==== DATA RECORDS

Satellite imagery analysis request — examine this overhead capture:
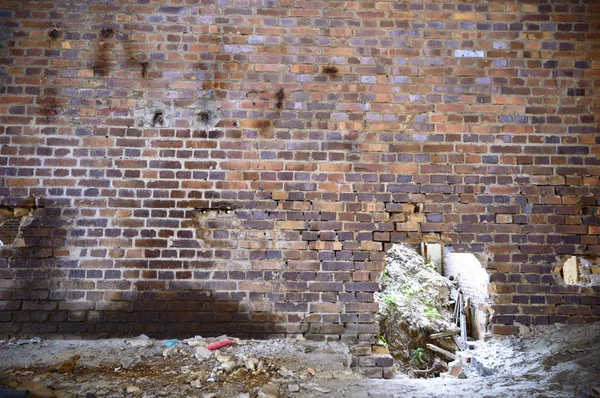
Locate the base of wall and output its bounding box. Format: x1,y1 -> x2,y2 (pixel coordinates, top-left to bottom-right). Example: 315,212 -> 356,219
350,344 -> 395,379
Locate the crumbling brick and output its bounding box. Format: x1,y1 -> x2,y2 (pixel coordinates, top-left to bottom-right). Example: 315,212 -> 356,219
0,0 -> 598,340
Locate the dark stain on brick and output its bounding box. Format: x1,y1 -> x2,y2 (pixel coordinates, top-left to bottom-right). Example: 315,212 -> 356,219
275,88 -> 284,110
100,27 -> 115,39
38,97 -> 61,122
93,28 -> 115,77
322,65 -> 339,77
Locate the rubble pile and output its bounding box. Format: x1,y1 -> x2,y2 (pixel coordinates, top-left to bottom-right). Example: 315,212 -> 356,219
375,244 -> 459,377
0,335 -> 360,397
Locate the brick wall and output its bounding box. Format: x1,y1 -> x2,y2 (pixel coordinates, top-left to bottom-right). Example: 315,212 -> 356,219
0,0 -> 599,339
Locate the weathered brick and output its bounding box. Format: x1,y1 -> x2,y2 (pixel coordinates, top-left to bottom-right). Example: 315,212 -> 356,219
0,0 -> 598,341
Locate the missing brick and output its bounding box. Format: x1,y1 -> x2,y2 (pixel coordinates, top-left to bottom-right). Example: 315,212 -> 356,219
0,218 -> 20,246
198,111 -> 211,125
556,256 -> 600,286
151,110 -> 164,127
140,61 -> 149,78
0,202 -> 38,247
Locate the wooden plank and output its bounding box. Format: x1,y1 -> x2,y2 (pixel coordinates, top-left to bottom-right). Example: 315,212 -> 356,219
460,313 -> 467,350
429,330 -> 459,339
426,343 -> 457,361
452,334 -> 467,351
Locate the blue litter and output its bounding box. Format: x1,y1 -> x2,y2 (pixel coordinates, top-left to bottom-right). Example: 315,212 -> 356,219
164,339 -> 178,347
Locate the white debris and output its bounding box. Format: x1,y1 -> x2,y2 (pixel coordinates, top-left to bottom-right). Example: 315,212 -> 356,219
129,334 -> 153,348
195,346 -> 213,361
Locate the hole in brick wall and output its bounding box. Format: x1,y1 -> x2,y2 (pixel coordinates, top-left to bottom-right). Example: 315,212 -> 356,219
0,205 -> 36,247
151,111 -> 164,127
376,243 -> 490,379
48,29 -> 61,39
198,111 -> 211,125
140,61 -> 149,78
442,247 -> 490,341
556,256 -> 600,286
0,218 -> 20,246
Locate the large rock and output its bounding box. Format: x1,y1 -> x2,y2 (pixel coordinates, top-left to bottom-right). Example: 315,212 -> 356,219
376,244 -> 458,370
18,381 -> 56,398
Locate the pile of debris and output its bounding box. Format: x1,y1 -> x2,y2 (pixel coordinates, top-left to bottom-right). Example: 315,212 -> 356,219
0,334 -> 358,397
376,243 -> 470,378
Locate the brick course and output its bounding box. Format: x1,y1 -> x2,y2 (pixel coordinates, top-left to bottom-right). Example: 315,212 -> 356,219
0,0 -> 599,339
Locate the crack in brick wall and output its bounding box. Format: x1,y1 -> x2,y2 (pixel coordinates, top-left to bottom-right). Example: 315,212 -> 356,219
0,0 -> 599,339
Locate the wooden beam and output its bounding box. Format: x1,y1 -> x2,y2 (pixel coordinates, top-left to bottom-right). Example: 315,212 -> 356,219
429,330 -> 459,339
426,343 -> 457,361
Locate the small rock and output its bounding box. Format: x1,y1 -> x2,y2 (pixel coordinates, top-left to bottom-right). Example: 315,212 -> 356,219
120,356 -> 141,370
129,334 -> 153,348
54,355 -> 80,374
195,346 -> 212,361
162,347 -> 177,358
310,386 -> 331,393
278,367 -> 294,378
126,385 -> 141,394
315,371 -> 333,379
218,361 -> 236,372
55,393 -> 77,398
288,384 -> 300,392
185,336 -> 206,347
18,380 -> 56,398
190,379 -> 202,389
244,357 -> 256,371
258,384 -> 279,398
446,361 -> 466,379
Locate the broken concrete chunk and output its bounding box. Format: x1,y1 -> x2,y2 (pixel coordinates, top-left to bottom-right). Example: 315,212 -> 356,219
120,356 -> 141,370
129,334 -> 153,348
288,384 -> 300,392
194,346 -> 213,361
162,347 -> 177,358
257,383 -> 279,398
126,385 -> 141,394
185,336 -> 206,347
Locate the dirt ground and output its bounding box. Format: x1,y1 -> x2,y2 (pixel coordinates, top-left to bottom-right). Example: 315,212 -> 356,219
1,323 -> 599,398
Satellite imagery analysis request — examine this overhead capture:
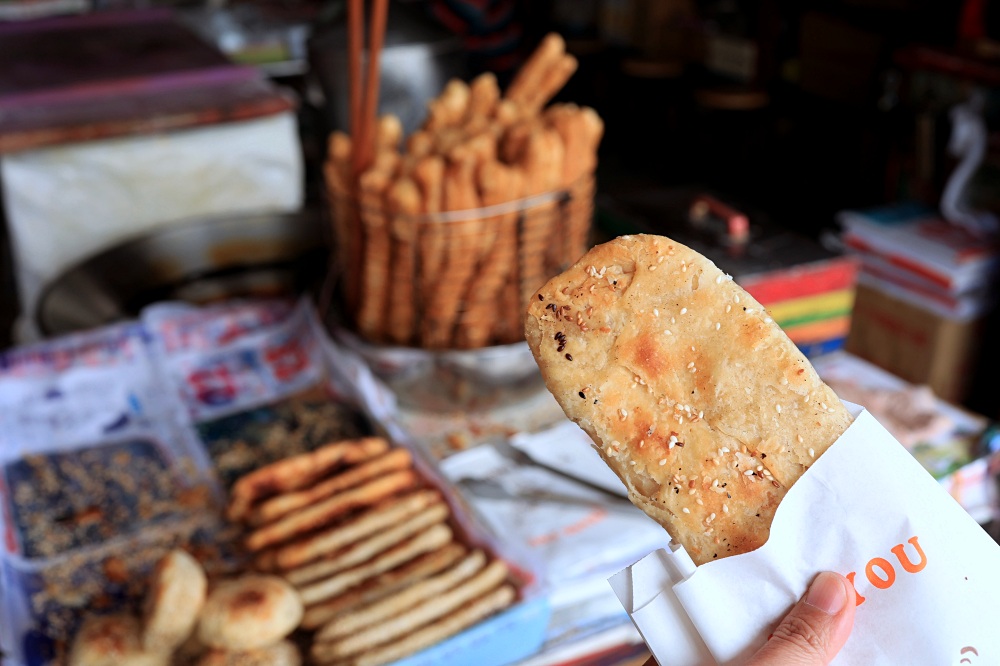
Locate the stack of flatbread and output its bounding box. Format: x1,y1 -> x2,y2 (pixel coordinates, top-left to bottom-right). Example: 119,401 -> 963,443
227,437 -> 516,666
326,33 -> 603,350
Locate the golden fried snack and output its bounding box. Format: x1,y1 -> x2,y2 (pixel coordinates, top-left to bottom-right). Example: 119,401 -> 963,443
69,614 -> 169,666
385,177 -> 424,345
300,543 -> 466,630
248,449 -> 414,528
272,489 -> 441,571
518,127 -> 565,305
522,54 -> 578,114
355,152 -> 401,341
466,72 -> 500,123
142,549 -> 207,652
197,575 -> 303,650
283,501 -> 449,587
374,115 -> 403,152
326,132 -> 361,314
524,234 -> 853,564
454,161 -> 526,348
244,470 -> 420,552
505,33 -> 566,106
426,79 -> 470,130
420,145 -> 484,348
296,524 -> 453,606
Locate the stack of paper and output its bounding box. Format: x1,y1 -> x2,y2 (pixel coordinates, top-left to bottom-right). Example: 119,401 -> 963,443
838,202 -> 1000,320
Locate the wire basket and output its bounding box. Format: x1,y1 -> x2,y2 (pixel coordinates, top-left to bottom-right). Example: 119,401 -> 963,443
328,176 -> 595,350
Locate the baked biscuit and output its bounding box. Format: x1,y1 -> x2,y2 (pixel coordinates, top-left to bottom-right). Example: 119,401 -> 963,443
69,614 -> 169,666
142,549 -> 207,652
198,575 -> 303,650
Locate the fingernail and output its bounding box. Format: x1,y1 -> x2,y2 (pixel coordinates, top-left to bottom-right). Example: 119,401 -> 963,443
805,572 -> 848,615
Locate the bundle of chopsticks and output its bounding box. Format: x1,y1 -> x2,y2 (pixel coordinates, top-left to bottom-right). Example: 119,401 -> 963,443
325,28 -> 604,350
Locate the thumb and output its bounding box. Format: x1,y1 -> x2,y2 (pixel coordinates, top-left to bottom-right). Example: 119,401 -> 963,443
746,572 -> 856,666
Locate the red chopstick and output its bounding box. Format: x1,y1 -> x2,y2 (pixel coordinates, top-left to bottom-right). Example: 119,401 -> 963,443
357,0 -> 389,175
347,0 -> 364,177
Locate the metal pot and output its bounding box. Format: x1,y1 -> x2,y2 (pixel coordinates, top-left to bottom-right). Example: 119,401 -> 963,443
35,211 -> 326,336
308,1 -> 469,136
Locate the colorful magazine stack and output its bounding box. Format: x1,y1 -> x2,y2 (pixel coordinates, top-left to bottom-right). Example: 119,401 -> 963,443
837,202 -> 1000,321
738,257 -> 858,358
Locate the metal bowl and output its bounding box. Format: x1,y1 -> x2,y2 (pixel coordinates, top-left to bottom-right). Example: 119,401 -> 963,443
334,328 -> 545,413
36,211 -> 326,336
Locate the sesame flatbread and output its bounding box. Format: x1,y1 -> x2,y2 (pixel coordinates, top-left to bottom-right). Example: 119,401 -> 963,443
284,502 -> 450,586
315,550 -> 487,642
273,489 -> 442,570
244,470 -> 419,552
300,543 -> 466,630
310,559 -> 509,660
524,234 -> 852,565
297,524 -> 453,606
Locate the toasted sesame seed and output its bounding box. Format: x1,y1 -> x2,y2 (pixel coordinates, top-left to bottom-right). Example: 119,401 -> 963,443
654,308 -> 659,317
682,507 -> 691,514
698,410 -> 704,419
726,304 -> 731,313
659,459 -> 667,466
734,294 -> 740,303
680,308 -> 688,315
716,275 -> 723,284
665,329 -> 672,335
744,469 -> 755,476
776,404 -> 782,413
687,361 -> 695,369
715,322 -> 721,330
696,498 -> 704,505
630,460 -> 637,465
649,265 -> 658,271
620,408 -> 628,419
764,317 -> 773,323
712,479 -> 719,487
723,504 -> 729,513
821,402 -> 828,410
689,489 -> 696,495
682,264 -> 688,272
797,434 -> 803,443
709,512 -> 716,521
722,447 -> 730,453
808,448 -> 815,458
671,317 -> 676,324
756,465 -> 764,472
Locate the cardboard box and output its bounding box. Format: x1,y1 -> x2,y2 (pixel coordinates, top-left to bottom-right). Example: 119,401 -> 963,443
846,283 -> 984,403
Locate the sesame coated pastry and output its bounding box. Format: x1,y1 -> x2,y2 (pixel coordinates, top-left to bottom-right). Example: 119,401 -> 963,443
524,234 -> 853,564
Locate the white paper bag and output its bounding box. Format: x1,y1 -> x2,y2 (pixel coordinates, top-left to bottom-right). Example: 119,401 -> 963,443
610,404 -> 1000,665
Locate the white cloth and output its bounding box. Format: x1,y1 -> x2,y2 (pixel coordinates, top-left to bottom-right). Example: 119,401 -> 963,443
1,111 -> 303,341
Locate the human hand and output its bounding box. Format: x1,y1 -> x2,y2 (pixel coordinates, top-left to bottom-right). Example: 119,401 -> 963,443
642,571 -> 855,666
746,572 -> 856,665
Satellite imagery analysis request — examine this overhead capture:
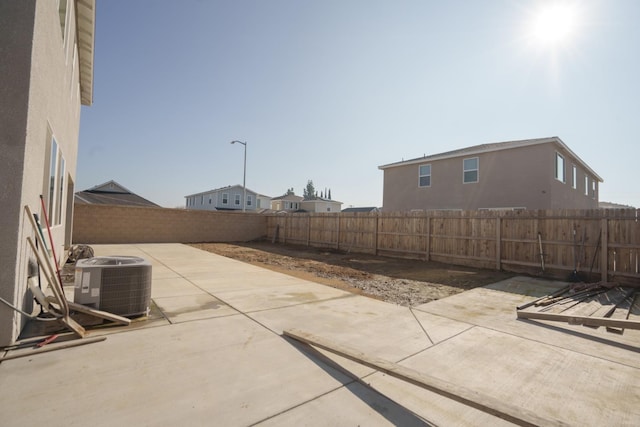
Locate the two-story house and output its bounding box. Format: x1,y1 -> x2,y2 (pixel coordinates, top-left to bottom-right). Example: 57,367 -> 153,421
271,194 -> 304,212
379,137 -> 603,212
0,0 -> 96,346
185,185 -> 271,212
300,197 -> 343,213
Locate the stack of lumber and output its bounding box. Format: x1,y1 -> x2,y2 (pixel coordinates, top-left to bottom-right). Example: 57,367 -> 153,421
516,283 -> 640,334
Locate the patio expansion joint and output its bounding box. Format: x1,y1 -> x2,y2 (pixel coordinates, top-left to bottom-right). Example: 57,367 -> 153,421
417,307 -> 640,371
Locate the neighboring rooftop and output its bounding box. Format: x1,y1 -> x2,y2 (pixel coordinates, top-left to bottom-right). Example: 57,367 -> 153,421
342,207 -> 380,213
75,180 -> 159,207
378,136 -> 603,182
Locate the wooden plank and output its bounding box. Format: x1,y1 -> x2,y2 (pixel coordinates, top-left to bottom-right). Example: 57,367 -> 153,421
283,328 -> 569,427
586,288 -> 633,319
46,297 -> 132,326
601,218 -> 608,283
0,336 -> 106,362
26,236 -> 69,316
496,217 -> 502,271
516,309 -> 640,329
605,291 -> 636,334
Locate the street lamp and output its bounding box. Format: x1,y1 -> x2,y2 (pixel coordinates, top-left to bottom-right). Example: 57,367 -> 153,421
230,140 -> 247,212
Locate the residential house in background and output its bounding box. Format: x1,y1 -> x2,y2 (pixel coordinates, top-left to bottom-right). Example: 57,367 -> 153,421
271,194 -> 304,212
379,137 -> 603,212
185,185 -> 271,212
342,207 -> 380,213
75,180 -> 159,207
300,197 -> 343,213
0,1 -> 96,346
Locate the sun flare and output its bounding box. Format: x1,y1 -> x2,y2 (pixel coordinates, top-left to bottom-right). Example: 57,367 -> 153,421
529,2 -> 581,46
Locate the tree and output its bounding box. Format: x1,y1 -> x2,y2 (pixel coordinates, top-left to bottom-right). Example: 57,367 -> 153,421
328,189 -> 332,200
303,180 -> 316,200
283,187 -> 295,196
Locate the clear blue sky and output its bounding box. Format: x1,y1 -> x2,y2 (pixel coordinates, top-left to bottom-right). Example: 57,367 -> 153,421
78,0 -> 640,208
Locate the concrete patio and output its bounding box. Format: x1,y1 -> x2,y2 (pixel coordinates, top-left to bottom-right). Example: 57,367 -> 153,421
1,243 -> 638,426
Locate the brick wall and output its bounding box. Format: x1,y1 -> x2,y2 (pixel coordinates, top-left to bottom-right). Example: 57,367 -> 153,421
73,204 -> 267,244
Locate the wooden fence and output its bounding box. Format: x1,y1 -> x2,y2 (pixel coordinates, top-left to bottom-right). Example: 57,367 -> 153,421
266,209 -> 640,285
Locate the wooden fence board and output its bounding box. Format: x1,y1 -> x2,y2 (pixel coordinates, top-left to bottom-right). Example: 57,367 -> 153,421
265,209 -> 640,284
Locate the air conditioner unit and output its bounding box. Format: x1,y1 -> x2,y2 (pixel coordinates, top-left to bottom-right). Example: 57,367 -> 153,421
74,256 -> 152,317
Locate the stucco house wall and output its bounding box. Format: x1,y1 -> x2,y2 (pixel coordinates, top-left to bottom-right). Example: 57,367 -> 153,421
300,199 -> 343,213
186,185 -> 270,211
379,138 -> 601,212
0,0 -> 94,346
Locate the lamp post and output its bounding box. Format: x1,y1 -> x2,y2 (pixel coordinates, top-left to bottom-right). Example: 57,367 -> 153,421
230,140 -> 247,212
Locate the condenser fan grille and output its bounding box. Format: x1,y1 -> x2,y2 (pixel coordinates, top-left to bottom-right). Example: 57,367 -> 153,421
99,266 -> 152,316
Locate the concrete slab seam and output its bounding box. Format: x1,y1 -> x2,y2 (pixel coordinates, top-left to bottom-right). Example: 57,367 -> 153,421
420,307 -> 640,370
409,307 -> 434,345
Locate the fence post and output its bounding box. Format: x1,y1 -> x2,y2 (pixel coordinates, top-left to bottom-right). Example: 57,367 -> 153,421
336,214 -> 341,250
601,217 -> 608,283
425,215 -> 431,261
374,214 -> 379,256
283,215 -> 287,244
307,214 -> 311,246
496,217 -> 502,270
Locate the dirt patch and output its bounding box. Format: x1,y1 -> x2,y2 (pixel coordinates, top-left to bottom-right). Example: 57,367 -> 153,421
190,241 -> 515,307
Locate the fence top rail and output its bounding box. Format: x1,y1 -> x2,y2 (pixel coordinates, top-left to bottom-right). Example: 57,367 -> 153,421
267,208 -> 638,220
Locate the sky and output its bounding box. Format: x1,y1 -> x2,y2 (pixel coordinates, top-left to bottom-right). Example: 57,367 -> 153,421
77,0 -> 640,209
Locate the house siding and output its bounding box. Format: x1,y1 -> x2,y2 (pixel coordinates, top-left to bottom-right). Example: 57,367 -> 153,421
381,141 -> 599,212
0,1 -> 88,346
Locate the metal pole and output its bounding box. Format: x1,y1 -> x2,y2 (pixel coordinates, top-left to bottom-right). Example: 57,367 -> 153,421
230,140 -> 247,212
242,142 -> 246,212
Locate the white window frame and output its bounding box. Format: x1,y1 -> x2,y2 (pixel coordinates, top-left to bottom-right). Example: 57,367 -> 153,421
463,157 -> 479,184
555,153 -> 565,183
418,164 -> 431,187
234,194 -> 241,206
222,193 -> 229,205
44,134 -> 66,227
584,176 -> 589,196
572,165 -> 577,189
247,195 -> 253,206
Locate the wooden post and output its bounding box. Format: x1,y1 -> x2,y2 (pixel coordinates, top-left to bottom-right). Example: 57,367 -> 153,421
283,216 -> 287,244
374,214 -> 379,256
425,216 -> 431,261
496,217 -> 502,270
336,214 -> 341,250
601,217 -> 608,283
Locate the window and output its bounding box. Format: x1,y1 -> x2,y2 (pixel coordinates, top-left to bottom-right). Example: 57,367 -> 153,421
44,135 -> 65,226
222,193 -> 228,204
234,194 -> 241,206
555,153 -> 565,182
201,195 -> 204,204
208,198 -> 211,204
56,156 -> 65,225
419,164 -> 431,187
572,165 -> 577,189
592,181 -> 596,199
463,157 -> 478,183
584,176 -> 589,196
47,138 -> 58,218
247,195 -> 253,206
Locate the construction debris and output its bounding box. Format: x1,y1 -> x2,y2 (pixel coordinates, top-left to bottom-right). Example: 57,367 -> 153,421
516,283 -> 640,333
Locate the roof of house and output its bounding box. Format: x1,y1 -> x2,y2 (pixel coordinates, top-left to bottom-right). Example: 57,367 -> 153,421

========

REQUIREMENT | Transcribe, word for word, every line from the one containing "Locate the sky" through the final line of the entries, and nothing else.

RESPONSE TO THIS EXERCISE |
Locate the sky and output its bounding box. Format: x1,y1 -> x2,y2 (pixel coordinates, top-left to bottom-right). Example: 57,367 -> 153,421
77,0 -> 640,209
Locate the house siding and output its bounding box. Format: x1,y1 -> x2,y2 (pixel coordinates, top-left to bottom-right). Example: 57,367 -> 153,421
381,141 -> 599,212
0,1 -> 88,346
Locate the metal pole and output its bounding box. Format: x1,y1 -> x2,y2 (pixel coordinates, top-left to bottom-right). Example: 57,367 -> 153,421
230,140 -> 247,212
242,142 -> 246,212
Locate the white window frame and output its bounding box. Format: x1,y1 -> x2,y2 (pixel coordinates, top-left to bottom-right). Example: 57,367 -> 153,421
463,157 -> 479,184
555,153 -> 565,183
418,164 -> 431,187
234,194 -> 241,206
222,193 -> 229,205
44,134 -> 66,227
584,176 -> 589,196
572,165 -> 577,189
247,195 -> 253,206
Locate the wooden post and output its bounding box. Format: x1,y1 -> x2,y2 (pixel coordinates, top-left to bottom-right). Example: 57,367 -> 153,421
283,216 -> 287,244
374,214 -> 379,256
425,216 -> 431,261
496,217 -> 502,270
336,214 -> 341,250
601,217 -> 608,283
Locate the window and output its bounding box. Format: x1,y1 -> x2,y2 (pixel coordinates, top-left to bottom-right). Example: 57,367 -> 153,421
44,135 -> 65,226
222,193 -> 228,204
234,194 -> 241,206
555,153 -> 565,182
201,195 -> 204,204
208,198 -> 211,204
56,156 -> 65,225
419,164 -> 431,187
572,165 -> 577,189
592,181 -> 596,199
463,157 -> 478,183
584,176 -> 589,196
47,138 -> 58,218
247,195 -> 253,206
Locate the construction debris and output its bounding box. Format: x1,y1 -> x2,y2 (pixel coordinates, top-left to bottom-right). Example: 57,367 -> 153,421
516,283 -> 640,333
Locate the roof of house and output its bounding box. Format: x1,y1 -> x2,y2 (pixel coordinates, top-left to bottom-right). Example: 57,367 -> 153,421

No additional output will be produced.